• JOB 1
In the listing, rewrite the lines from the line with "Where can the engine nacelle" to the line with "(1225, 624)" as a numbered list, leaving out blank lines.

• SOURCE
*-*-*

Class DriverAPINativeMethods.AsynchronousMemcpy_v2
Any host memory involved must be DMA'able (e.g., allocated with cuMemAllocHost). memcpy's done with these functions execute in parallel with the CPU and, if the hardware is available, may execute in parallel with the GPU. Asynchronous memcpy must be accompanied by appropriate stream synchronization.
Inheritance
Inherited Members
Namespace: ManagedCuda
Assembly: ManagedCuda.dll
Syntax
public static class AsynchronousMemcpy_v2
Methods
cuMemcpy2DAsync_v2(ref CUDAMemCpy2D, CUstream)
Perform a 2D memory copy according to the parameters specified in pCopy. See CUDAMemCpy2D.
cuMemcpy2DAsync_v2(ref CUDAMemCpy2D, CUstream) returns an error if any pitch is greater than the maximum allowed (memPitch).
cuMemAllocPitch_v2(ref CUdeviceptr, ref SizeT, SizeT, SizeT, UInt32) passes back pitches that always work with cuMemcpy2DAsync_v2(ref CUDAMemCpy2D, CUstream). On intra-device
memory copies (device <-> device, CUDA array <-> device, CUDA array <-> CUDA array), cuMemcpy2DAsync_v2(ref CUDAMemCpy2D, CUstream) may fail
for pitches not computed by cuMemAllocPitch_v2(ref CUdeviceptr, ref SizeT, SizeT, SizeT, UInt32). cuMemcpy2DUnaligned_v2(ref CUDAMemCpy2D) (not async!) does not have this restriction, but
may run significantly slower in the cases where cuMemcpy2DAsync_v2(ref CUDAMemCpy2D, CUstream) would have returned an error code.
Declaration
public static CUResult cuMemcpy2DAsync_v2(ref CUDAMemCpy2D pCopy, CUstream hStream)
Parameters
| Type | Name | Description |
|---|---|---|
| CUDAMemCpy2D | pCopy | Parameters for the memory copy |
| CUstream | hStream | Stream identifier |
Returns
| Type | Description |
|---|---|
| CUResult | CUDA Error Codes: Success, ErrorDeinitialized, ErrorNotInitialized,
ErrorInvalidContext, ErrorInvalidValue.
|
cuMemcpy3DAsync_v2(ref CUDAMemCpy3D, CUstream)
Perform a 3D memory copy according to the parameters specified in pCopy. See CUDAMemCpy3D.
cuMemcpy3DAsync_v2(ref CUDAMemCpy3D, CUstream) returns an error if any pitch is greater than the maximum allowed (memPitch).
cuMemcpy3DAsync_v2(ref CUDAMemCpy3D, CUstream) is asynchronous and can optionally be associated to a stream by passing a non-zero hStream
argument. It only works on page-locked host memory and returns an error if a pointer to pageable memory is passed
as input.

*-*-*

• THE RECORDS
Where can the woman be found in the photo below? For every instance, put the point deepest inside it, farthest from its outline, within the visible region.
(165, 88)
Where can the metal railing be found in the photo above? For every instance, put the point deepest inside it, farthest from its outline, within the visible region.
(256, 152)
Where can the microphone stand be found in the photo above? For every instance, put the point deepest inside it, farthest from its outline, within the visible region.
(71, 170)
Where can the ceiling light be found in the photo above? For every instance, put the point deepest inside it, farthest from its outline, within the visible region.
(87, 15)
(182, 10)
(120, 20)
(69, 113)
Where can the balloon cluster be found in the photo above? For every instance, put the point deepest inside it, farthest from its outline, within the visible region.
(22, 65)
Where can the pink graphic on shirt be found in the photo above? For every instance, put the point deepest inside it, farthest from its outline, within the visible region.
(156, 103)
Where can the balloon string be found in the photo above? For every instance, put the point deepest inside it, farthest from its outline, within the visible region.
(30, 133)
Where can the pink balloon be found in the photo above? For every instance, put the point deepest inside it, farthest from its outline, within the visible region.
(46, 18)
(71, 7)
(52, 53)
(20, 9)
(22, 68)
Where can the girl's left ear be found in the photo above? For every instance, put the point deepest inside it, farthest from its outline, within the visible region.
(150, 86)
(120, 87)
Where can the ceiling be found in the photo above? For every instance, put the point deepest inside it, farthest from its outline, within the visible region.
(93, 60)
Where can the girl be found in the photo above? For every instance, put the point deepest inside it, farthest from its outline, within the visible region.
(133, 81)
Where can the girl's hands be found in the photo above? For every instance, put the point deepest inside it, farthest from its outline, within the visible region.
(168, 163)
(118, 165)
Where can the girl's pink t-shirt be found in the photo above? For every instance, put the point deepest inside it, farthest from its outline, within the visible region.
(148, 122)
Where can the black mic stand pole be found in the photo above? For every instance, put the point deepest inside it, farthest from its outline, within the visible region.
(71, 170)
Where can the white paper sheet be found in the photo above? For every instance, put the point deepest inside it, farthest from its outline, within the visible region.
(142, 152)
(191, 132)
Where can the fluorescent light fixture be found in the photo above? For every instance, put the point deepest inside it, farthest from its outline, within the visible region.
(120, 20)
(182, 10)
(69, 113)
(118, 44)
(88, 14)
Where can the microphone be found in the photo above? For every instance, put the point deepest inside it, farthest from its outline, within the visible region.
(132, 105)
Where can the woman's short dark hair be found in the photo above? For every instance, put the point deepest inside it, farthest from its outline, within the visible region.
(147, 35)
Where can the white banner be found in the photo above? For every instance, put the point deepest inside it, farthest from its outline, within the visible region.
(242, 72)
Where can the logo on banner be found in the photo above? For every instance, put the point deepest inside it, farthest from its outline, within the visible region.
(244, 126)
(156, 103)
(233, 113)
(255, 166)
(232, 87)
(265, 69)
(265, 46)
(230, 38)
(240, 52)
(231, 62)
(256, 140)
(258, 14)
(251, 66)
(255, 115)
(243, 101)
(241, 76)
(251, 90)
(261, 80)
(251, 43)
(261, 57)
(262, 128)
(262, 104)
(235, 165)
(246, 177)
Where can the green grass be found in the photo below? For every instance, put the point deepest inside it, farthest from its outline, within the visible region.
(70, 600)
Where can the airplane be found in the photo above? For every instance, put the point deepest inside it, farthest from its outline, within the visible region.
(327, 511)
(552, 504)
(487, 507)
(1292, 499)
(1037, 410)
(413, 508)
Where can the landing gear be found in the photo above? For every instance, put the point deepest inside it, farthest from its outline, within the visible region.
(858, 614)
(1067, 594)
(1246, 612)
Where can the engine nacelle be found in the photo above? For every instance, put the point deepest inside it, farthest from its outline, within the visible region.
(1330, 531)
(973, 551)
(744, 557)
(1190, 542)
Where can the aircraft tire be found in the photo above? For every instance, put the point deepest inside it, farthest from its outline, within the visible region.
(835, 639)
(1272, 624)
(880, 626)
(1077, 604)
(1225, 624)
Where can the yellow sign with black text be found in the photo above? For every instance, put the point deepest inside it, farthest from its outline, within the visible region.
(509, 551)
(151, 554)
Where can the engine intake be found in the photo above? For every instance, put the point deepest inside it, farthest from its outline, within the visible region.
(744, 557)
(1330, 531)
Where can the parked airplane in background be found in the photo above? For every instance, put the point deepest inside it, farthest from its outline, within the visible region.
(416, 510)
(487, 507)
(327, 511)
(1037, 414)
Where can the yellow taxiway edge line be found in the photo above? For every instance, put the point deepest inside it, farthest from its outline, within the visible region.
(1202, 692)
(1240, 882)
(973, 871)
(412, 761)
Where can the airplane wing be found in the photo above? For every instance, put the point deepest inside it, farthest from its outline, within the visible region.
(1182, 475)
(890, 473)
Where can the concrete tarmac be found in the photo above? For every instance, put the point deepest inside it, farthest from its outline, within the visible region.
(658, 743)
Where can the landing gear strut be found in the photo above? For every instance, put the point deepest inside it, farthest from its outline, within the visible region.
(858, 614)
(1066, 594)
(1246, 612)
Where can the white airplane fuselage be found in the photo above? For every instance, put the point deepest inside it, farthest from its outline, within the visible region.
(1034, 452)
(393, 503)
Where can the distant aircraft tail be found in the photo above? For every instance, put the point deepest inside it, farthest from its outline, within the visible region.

*-*-*

• JOB 2
According to the documentation page, what kind of host memory does cuMemcpy3DAsync_v2 work with?

• PROBLEM SOLUTION 1
1. Where can the engine nacelle be found in the photo above? For every instance, put the point deepest inside it, farthest from its outline, within the visible region.
2. (1330, 531)
3. (973, 551)
4. (744, 557)
5. (1190, 542)
6. Where can the aircraft tire be found in the photo above? For every instance, put the point deepest inside it, farthest from its outline, within the visible region.
7. (835, 639)
8. (1272, 624)
9. (880, 626)
10. (1077, 604)
11. (1225, 624)

• PROBLEM SOLUTION 2
Page-locked host memory only.